**INFORMATION GIVEN:**
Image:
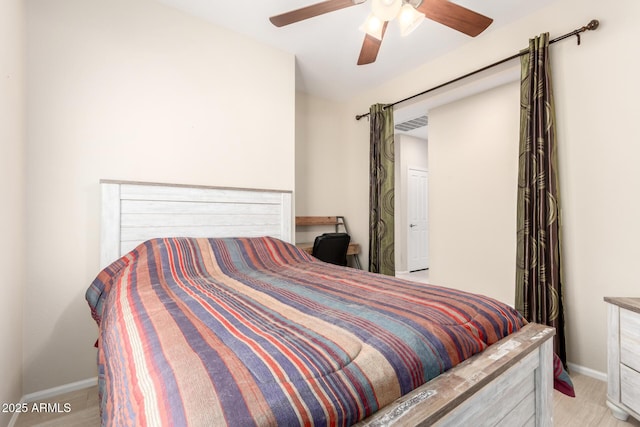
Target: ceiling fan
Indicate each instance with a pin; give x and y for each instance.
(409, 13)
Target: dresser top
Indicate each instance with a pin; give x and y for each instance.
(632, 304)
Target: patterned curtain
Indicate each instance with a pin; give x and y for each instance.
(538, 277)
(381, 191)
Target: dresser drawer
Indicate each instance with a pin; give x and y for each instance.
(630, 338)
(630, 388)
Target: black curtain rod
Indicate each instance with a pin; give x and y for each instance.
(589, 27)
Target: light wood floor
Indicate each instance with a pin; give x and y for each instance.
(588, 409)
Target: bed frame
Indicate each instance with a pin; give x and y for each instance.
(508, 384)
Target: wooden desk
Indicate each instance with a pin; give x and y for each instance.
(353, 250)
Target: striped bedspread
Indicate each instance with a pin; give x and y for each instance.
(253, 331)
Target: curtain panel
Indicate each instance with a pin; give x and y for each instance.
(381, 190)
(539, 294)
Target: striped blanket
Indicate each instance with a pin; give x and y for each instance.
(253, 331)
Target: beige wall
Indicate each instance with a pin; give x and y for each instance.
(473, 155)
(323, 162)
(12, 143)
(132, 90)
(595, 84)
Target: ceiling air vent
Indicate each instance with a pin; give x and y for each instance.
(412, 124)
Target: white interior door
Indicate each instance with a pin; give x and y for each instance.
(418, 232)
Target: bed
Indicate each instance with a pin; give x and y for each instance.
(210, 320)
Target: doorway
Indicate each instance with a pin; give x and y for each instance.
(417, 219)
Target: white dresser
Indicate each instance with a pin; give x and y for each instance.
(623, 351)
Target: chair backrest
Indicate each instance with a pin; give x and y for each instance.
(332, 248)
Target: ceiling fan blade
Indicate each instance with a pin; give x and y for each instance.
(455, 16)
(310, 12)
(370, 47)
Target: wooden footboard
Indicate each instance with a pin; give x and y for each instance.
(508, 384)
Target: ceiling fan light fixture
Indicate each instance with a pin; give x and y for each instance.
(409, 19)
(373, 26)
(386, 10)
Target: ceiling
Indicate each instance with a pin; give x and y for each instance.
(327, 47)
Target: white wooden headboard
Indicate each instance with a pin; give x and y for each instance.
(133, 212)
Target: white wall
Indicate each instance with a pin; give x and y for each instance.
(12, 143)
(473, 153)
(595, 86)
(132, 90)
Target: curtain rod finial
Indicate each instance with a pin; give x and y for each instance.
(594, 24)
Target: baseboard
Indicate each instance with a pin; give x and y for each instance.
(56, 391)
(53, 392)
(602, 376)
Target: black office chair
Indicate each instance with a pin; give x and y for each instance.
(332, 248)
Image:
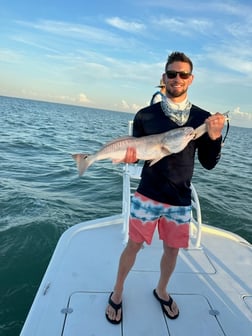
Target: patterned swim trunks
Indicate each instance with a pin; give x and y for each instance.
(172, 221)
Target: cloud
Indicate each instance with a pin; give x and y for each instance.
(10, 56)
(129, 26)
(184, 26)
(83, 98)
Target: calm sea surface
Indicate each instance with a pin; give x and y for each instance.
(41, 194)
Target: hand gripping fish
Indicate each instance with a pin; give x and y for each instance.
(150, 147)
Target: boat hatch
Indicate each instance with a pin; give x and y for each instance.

**EXERCISE DETAILS:** Rewrite all of the records above with every occurrence of "Target" changed to "Object" and everything else left as it is. Omit the pictures from your version.

**WRITTEN ANSWER:**
Image:
Object: ceiling fan
Indicate each instance with a pin; give x and y for each instance.
(409, 13)
Object: dresser top
Indicate each instance with a pin; give x and y for each instance.
(632, 304)
Object: patterned curtain
Indicate each instance with a pin; give x and y for each instance.
(538, 277)
(381, 191)
Object: dresser drawer
Indicate each instance with a pin; give x and y for each instance.
(630, 338)
(630, 388)
Object: black curtain rod
Indicate each instance with a pin; give x and y for each instance.
(589, 27)
Object: light wood floor
Indicate each instance with a pin; give x and y for each instance.
(588, 409)
Object: bed frame
Indicate each instance with a pin; give x and y for each instance.
(508, 384)
Object: wooden desk
Indicate each instance with a pin; give x and y for each instance.
(353, 250)
Object: striped bedspread
Indicate each instance with a pin; give x and y for each instance.
(253, 331)
Object: curtain panel
Indicate each instance with a pin; give x and y for each instance.
(381, 190)
(539, 294)
Object: striped blanket
Indicate each instance with a pin; give x and y for each instance.
(253, 331)
Object: beige wall
Indicate each instance with a pin; give x and y for each instance.
(473, 155)
(323, 162)
(12, 143)
(132, 90)
(595, 84)
Object: ceiling air vent
Indicate each instance with a pin; give x and y for each instance.
(412, 124)
Object: white interior door
Indicate each instance with a pin; give x and y for each instance.
(418, 232)
Object: bed
Indicate each instance with a pin; give x and y for each instance.
(210, 320)
Object: doorway
Indicate each instance with a pin; give x and y for each instance.
(417, 219)
Object: white dresser
Indicate each instance with a pin; give x and y for each instance.
(623, 351)
Object: chair backrest
Indicate each instance with a pin; give x and y for each instance.
(332, 248)
Object: ceiling fan blade
Indicate each instance with a pin; give x and y for each instance.
(455, 16)
(310, 12)
(370, 47)
Object: wooden footboard
Indicate each instance with a pin; give x and y for each instance.
(508, 384)
Object: ceiling fan light fixture
Indicate each instance with a pin; give x and y for each instance.
(409, 19)
(373, 26)
(386, 10)
Object: ceiling
Indicate each instance with a pin; give x and y for each instance.
(327, 47)
Object: white wooden headboard
Indicate each instance with a pin; give x and y for each instance.
(133, 212)
Object: white wall
Indicate each instance with a pin; give x and y for each instance.
(12, 143)
(473, 153)
(595, 86)
(132, 90)
Object: curtain rod finial
Indicate each instance with a pin; give x and y for each instance.
(594, 24)
Object: baseboard
Indicate each instance with a pin; give x and y for each instance.
(56, 391)
(53, 392)
(602, 376)
Object: black office chair
Indicate each instance with a pin; give x and y for each instance.
(332, 248)
Image:
Object: patterned swim trunks
Indicate each instance with a pin; give x and y for each instance.
(172, 221)
Object: cloud
Indicate each instance with a pin; give x and y for each instance.
(10, 56)
(129, 26)
(184, 26)
(83, 98)
Object: calm sea surface
Indicate each instance with a pin; give x and y for each instance.
(41, 194)
Object: hand gripping fish
Indicate each instance with a pin; give x and y for each instance.
(150, 147)
Object: boat hatch
Indicate each instance with a pin; give x and y for each instance.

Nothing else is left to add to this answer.